Challenge -
Rewrite the listing below with "even-odd fill" replaced by "nonzero fill" everywhere, keeping everything else the same and leaving the pictures out.

Boundary annotation records
· · · ·

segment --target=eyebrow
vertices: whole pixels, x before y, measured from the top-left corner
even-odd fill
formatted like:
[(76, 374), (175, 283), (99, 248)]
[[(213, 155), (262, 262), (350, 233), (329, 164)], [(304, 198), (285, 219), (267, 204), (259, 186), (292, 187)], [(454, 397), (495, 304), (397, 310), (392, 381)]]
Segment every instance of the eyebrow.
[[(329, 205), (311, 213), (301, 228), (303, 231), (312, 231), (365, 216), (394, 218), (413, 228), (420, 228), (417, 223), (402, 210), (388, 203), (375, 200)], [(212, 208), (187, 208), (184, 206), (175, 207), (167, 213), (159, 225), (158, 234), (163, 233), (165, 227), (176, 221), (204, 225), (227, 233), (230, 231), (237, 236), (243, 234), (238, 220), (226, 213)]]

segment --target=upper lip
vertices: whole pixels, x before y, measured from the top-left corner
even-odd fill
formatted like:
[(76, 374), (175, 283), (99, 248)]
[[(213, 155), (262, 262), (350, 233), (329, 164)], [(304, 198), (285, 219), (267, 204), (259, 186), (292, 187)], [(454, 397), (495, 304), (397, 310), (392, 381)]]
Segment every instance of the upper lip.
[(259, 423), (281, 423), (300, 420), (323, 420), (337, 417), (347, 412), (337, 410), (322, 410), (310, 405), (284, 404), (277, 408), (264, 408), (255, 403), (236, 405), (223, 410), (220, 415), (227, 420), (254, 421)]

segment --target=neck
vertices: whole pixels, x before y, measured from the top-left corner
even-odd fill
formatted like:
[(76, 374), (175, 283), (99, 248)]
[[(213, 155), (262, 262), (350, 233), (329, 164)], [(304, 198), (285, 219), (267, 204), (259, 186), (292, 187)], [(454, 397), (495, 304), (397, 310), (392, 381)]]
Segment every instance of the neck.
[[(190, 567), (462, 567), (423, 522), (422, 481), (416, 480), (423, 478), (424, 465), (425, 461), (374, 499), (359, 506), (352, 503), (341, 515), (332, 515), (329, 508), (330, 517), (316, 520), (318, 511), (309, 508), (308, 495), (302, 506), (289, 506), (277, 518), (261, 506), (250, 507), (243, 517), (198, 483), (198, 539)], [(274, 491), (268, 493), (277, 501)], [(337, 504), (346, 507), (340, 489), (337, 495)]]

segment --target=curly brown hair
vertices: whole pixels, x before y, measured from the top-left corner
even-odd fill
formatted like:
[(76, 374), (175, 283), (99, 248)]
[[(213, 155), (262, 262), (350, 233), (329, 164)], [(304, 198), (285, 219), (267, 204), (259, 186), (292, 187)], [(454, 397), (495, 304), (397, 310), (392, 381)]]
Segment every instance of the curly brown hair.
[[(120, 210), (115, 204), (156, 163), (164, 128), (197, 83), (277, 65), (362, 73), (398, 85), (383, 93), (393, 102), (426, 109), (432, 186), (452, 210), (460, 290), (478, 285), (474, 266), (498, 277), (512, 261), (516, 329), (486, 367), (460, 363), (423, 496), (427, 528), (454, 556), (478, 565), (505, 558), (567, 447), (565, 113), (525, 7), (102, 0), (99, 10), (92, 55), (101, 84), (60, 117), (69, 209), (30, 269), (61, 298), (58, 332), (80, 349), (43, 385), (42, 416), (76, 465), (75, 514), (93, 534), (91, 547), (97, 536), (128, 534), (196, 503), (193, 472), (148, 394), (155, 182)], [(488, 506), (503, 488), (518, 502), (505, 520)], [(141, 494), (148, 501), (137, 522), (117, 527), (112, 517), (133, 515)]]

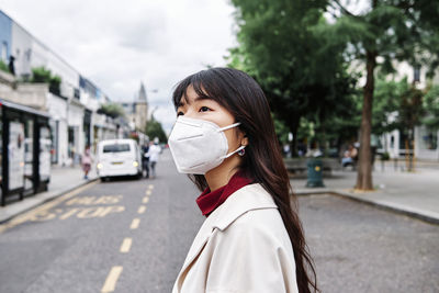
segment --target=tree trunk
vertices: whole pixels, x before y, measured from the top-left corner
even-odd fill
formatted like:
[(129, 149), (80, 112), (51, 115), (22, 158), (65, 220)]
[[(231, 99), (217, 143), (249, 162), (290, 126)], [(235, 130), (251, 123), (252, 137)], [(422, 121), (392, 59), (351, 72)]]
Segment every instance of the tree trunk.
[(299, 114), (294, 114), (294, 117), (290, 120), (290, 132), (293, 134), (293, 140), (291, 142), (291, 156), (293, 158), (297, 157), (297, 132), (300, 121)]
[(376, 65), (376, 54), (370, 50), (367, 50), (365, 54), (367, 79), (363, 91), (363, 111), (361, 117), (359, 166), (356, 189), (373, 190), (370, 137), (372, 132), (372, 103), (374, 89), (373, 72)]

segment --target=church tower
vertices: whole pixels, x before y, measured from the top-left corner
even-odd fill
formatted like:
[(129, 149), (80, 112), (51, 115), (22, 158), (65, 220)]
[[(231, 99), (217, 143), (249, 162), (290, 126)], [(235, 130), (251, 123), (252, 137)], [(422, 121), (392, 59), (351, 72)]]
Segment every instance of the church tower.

· · · ·

Answer -
segment --target=eyebrow
vertices: whole pixels, x before y, measured from the top-left corner
nonzero fill
formatted like:
[(76, 374), (175, 283), (99, 248)]
[[(213, 155), (262, 262), (350, 233), (329, 164)], [(304, 198), (285, 219), (267, 204), (259, 186), (292, 187)], [(454, 397), (495, 304), (397, 310), (392, 381)]]
Segment every instance of the eyebrow.
[[(329, 205), (311, 213), (301, 228), (303, 231), (312, 231), (365, 216), (394, 218), (413, 228), (420, 228), (417, 223), (402, 210), (388, 203), (375, 200)], [(212, 208), (187, 208), (184, 206), (175, 207), (167, 213), (159, 225), (158, 234), (163, 233), (165, 227), (176, 221), (204, 225), (227, 233), (230, 231), (237, 236), (243, 234), (238, 220), (226, 213)]]

segment --target=upper lip
vertices: whole pixels, x before y, measured from the top-left corner
nonzero fill
formatted like:
[(76, 374), (175, 283), (99, 248)]
[[(213, 155), (262, 262), (350, 233), (329, 164)], [(304, 198), (285, 219), (267, 204), (259, 186), (292, 187)], [(454, 397), (495, 304), (397, 310), (392, 381)]]
Segment every instance of the upper lip.
[(259, 423), (281, 423), (300, 420), (323, 420), (337, 417), (347, 412), (337, 410), (322, 410), (310, 405), (284, 404), (277, 408), (264, 408), (255, 403), (236, 405), (223, 410), (220, 415), (227, 420), (254, 421)]

segment --target=neck
vertices: whole pixels, x before y, measured from the top-left corner
nonzero fill
formatted like:
[(76, 374), (175, 283), (99, 248)]
[[(213, 155), (262, 262), (350, 233), (329, 164)], [(304, 198), (285, 219), (267, 204), (259, 186), (292, 187)], [(454, 397), (495, 304), (397, 310), (392, 381)]]
Segment every instance of the neck.
[[(190, 567), (462, 567), (423, 522), (422, 481), (416, 480), (423, 478), (424, 465), (425, 461), (374, 499), (359, 506), (352, 503), (341, 515), (332, 515), (329, 508), (330, 517), (316, 520), (318, 511), (309, 508), (308, 495), (302, 506), (289, 506), (277, 518), (261, 506), (250, 507), (243, 517), (198, 483), (198, 539)], [(274, 491), (268, 493), (277, 501)], [(337, 504), (346, 507), (340, 489), (337, 495)]]

segment --target=curly brown hair
vertices: whole pixels, x before y, measured from the top-left corner
nonzero fill
formatted like:
[(76, 374), (175, 283), (99, 248)]
[[(213, 155), (262, 262), (350, 233), (329, 164)], [(304, 198), (285, 219), (267, 204), (259, 186), (292, 187)], [(454, 397), (495, 304), (397, 310), (392, 381)]]
Segment every instance of the curly brown hair.
[[(120, 210), (115, 204), (156, 163), (164, 128), (197, 83), (277, 65), (362, 73), (398, 85), (383, 93), (393, 102), (426, 109), (432, 186), (452, 210), (460, 290), (478, 285), (474, 266), (498, 277), (512, 261), (516, 329), (486, 367), (460, 363), (423, 496), (427, 528), (454, 556), (478, 565), (505, 558), (567, 447), (565, 113), (525, 7), (102, 0), (99, 10), (92, 55), (101, 84), (60, 117), (69, 209), (30, 269), (61, 298), (58, 332), (80, 349), (43, 385), (42, 416), (76, 465), (75, 514), (93, 534), (91, 547), (97, 536), (128, 534), (196, 503), (193, 472), (148, 394), (155, 182)], [(488, 506), (503, 488), (518, 502), (505, 520)], [(141, 494), (148, 501), (137, 522), (117, 527), (112, 517), (133, 515)]]

segment --target=tree trunk
vertices: whole pixels, x before y, measured from the top-left corner
nonzero fill
formatted like:
[(129, 149), (80, 112), (51, 115), (22, 158), (65, 220)]
[[(231, 99), (217, 143), (249, 162), (290, 126)], [(235, 130), (251, 123), (252, 137)], [(422, 121), (392, 59), (351, 72)]]
Segment every instance of the tree trunk.
[(299, 114), (294, 114), (294, 117), (290, 120), (290, 132), (293, 134), (293, 140), (291, 142), (291, 156), (293, 158), (297, 157), (297, 132), (300, 121)]
[(376, 65), (376, 54), (370, 50), (367, 50), (365, 54), (367, 79), (363, 91), (363, 111), (361, 117), (359, 166), (356, 189), (373, 190), (370, 137), (372, 132), (372, 103), (374, 89), (373, 72)]

segment --target=church tower
vertices: whole pixels, x before y, measured from the top-left corner
nonzero fill
formatted like:
[(129, 149), (80, 112), (51, 115), (22, 158), (65, 220)]
[[(231, 99), (217, 143), (249, 162), (290, 126)], [(235, 130), (251, 123), (252, 137)], [(422, 121), (392, 59), (351, 72)]]
Segment every instance of the church tower.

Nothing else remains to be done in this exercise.